Skip to content

Unsupervised Learning

  • dataset \(\{x_i\}^N_{i=1}\)
    • unlabelled
    • feature vectors only
  • goal is to crete a algorithm that takes feature \(x\) as input and either transforms it into another vector or into a value that can be used to solve practical problems
  • e.g.
    • clustering - model returns the id of cluster
    • dimensionality reduction - feature vector from the input \(x\)
    • outlier detection - real no \(v\) that indicates how \(x\) is different from a typical example

SVM - support vector machine

  • hyperplane - defined by two parameter

    • \(\textbf{x}\) - input feature vector
    • \(\textbf{w}\) - a real valued vector
    • \(b\) - a real number
    • \[ \textbf{w} \cdot \textbf{x} - b = 0 \]
  • Decision boundary

    • the boundary separating the examples of different classes is called decision boundary.
    \[ y = \operatorname{sign}(\textbf{w} \cdot \textbf{x} - b) \]
  • the goal of the learning algorithm (SVM) is to leverage the dataset and

    • find the optimal values of \(\textbf{w}^*\) and \(b^*\) for \(\textbf{w}\) and \(b\)
    • these values are found using optimizing algorithms
    • optimization problem
      • \(\textbf{w} \textbf{x}_i - b \ge 1\), if \(y_i = +1\)
      • \(\textbf{w} \textbf{x}_i - b \le -1\) if \(y_i = -1\)

svm

  • finally the model is
\[ f(\textbf{x}) = \operatorname{sign}(\textbf{w}^* - b^*) \]

Annotation records:
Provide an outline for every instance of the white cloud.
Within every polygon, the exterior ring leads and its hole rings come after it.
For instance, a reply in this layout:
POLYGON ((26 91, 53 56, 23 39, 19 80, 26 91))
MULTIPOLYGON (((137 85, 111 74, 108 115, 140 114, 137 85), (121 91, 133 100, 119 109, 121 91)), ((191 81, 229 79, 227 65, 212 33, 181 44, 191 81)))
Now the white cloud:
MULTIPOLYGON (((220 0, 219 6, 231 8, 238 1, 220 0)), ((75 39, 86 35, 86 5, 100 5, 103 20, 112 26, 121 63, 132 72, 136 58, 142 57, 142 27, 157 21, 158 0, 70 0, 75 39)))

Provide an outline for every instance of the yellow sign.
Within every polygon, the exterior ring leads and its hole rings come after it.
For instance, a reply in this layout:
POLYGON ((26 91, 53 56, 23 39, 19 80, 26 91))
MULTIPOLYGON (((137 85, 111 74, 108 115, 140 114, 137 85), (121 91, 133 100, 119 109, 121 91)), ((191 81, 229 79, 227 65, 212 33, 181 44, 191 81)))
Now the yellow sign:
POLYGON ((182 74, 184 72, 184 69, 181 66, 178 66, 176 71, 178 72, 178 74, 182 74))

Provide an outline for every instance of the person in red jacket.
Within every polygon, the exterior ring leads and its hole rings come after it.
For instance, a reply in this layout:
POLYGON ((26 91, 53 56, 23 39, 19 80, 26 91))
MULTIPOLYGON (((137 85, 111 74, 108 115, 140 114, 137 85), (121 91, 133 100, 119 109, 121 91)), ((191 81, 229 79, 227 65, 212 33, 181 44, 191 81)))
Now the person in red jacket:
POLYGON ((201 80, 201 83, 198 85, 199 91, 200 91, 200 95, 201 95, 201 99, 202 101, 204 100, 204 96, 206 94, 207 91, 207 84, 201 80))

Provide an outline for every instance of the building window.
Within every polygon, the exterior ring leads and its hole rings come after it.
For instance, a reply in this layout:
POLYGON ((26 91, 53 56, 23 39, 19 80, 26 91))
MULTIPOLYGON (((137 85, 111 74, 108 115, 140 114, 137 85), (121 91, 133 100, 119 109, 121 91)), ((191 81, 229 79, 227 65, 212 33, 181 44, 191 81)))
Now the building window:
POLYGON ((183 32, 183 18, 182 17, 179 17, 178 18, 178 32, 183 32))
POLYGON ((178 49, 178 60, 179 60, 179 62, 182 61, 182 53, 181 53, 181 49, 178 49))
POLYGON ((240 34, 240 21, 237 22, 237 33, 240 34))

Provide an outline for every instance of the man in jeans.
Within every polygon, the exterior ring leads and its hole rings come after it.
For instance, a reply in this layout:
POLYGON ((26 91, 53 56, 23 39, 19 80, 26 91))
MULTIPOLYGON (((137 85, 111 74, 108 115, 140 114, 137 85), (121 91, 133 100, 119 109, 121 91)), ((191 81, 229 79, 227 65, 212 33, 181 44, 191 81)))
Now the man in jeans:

## INSTRUCTION 1
Answer these questions from the notes on unsupervised learning and SVM:
(a) What does a clustering model return?
(b) What are the two parameters that define the hyperplane, and what kind of value is each?
(c) What are the optimal values of w and b found with?
## INSTRUCTION 2
Using the notes on unsupervised learning and SVM, explain why a boundary is called the decision boundary.
## INSTRUCTION 3
List every example of an unsupervised learning task that the notes on unsupervised learning and SVM give, along with what the model returns for each.

## TASK RESPONSE 1
(a) The id of a cluster.
(b) w, a real-valued vector, and b, a real number.
(c) Optimizing algorithms.

## TASK RESPONSE 2
A boundary is called the decision boundary because it separates the examples of different classes.

## TASK RESPONSE 3
- Clustering: the id of a cluster.
- Dimensionality reduction: a feature vector from the input x.
- Outlier detection: a real number v that indicates how x is different from a typical example.